Referring expression pointing data:
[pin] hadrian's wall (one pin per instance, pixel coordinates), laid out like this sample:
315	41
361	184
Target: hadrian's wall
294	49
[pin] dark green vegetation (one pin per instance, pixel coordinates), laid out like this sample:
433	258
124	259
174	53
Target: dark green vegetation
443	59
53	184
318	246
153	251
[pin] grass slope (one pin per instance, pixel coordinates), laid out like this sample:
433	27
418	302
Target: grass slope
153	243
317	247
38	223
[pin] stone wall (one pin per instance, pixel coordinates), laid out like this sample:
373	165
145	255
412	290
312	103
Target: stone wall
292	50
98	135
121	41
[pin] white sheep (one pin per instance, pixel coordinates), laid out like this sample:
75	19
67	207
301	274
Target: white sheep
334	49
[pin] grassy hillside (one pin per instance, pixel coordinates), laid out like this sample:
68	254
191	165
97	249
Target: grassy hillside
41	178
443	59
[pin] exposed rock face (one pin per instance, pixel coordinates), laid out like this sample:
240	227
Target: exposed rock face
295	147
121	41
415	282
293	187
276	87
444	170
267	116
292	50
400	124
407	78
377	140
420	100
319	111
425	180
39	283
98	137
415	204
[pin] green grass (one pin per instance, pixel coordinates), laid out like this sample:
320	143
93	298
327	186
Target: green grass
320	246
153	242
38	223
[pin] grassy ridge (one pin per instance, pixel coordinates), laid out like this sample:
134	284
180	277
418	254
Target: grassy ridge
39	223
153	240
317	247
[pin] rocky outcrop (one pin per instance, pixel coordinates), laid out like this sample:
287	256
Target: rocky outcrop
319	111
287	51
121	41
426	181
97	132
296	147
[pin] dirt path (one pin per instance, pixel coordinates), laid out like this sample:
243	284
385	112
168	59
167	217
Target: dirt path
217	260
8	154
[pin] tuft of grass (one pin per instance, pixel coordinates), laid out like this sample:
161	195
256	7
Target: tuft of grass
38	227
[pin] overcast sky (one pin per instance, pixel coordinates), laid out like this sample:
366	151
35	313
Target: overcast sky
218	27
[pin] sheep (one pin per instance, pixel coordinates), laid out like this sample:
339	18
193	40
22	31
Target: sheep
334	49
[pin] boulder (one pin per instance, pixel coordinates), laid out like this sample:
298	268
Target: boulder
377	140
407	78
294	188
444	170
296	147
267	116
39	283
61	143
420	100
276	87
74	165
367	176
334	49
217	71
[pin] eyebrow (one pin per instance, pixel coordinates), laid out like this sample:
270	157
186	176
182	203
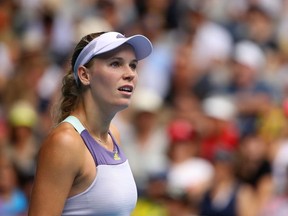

■ **WORK ITEM**: Exactly as they stand, the entries must be written out again, pictures excluded.

■ **REPLY TO THE TASK**:
[pin] hadrian's wall (one pin per instance, pixel coordinates), laid out like this sample:
315	41
361	184
Target: hadrian's wall
294	49
[pin] dark green vegetation (one pin per instance, pixel coordinates), laid out like this sample:
433	258
124	259
174	53
Target: dark green vegetation
443	59
53	184
318	246
153	251
[pin] grass slope (one pin per instance, pixel coordinates), laid out like this sample:
433	27
418	302
Target: grass slope
153	243
317	247
38	223
[pin] stone wall (one pin per instance, pixel coordinates), laid out like this sample:
373	165
145	255
412	290
312	103
Target: stone wall
292	50
98	135
121	41
[pin] white sheep (one pin per instance, pixel coordinates), laid out like this sample:
75	19
67	207
301	274
Target: white sheep
334	49
[pin] grassy hillside (one pin per instance, pixel coordinates), laid out like this sample:
68	254
191	165
97	249
Target: grassy hillside
41	178
443	59
[pin] exposed rock face (one pin per instance, pixel coordinates), laid out like this sample:
240	227
Target: exposed rock face
295	147
121	41
415	282
293	187
276	87
444	170
267	116
292	50
400	124
407	78
377	140
420	100
319	111
425	180
39	283
98	137
415	204
[pin] green grass (one pin per instance, pixel coordinates), laid out like this sample:
320	143
93	298
327	186
Target: green grass
320	246
153	242
38	223
[pin] grassy ridge (one pin per instance, pixel coordinates), laid out like this sample:
134	284
180	277
418	254
Target: grassy ridge
39	223
153	240
317	247
[pin] rocky outcrop (one pin per instance, pixel coordinates), laid out like this sample:
287	256
Target: rocky outcrop
319	111
287	51
121	41
426	181
97	132
296	147
[pin] dirt path (one pin per instance, pixel coordinates), laid out like this sample:
243	284
385	112
168	59
167	217
Target: dirt path
217	260
8	154
[pin] tuft of grass (one pin per instance, pixel coordinates), laid out like this sample:
161	195
256	7
Target: tuft of grass
38	227
[pin] overcast sky (one pin per instance, pixel coordinates), laid out like this sample:
366	151
35	313
Target: overcast sky
218	27
[pin] sheep (one pin per instance, pixel coordinates), laid out like this sample:
339	18
193	40
22	31
Target: sheep
334	49
[pin] boulder (one pin per instance, pixel coordinates), laid out like this sample:
298	268
Target: boulder
377	140
407	78
294	188
444	170
296	147
267	116
39	283
61	143
420	100
276	87
74	165
367	176
334	49
217	71
[pin] eyebrow (one pin per instance, pixel coordinates), laid out like this sample:
270	157
186	176
182	203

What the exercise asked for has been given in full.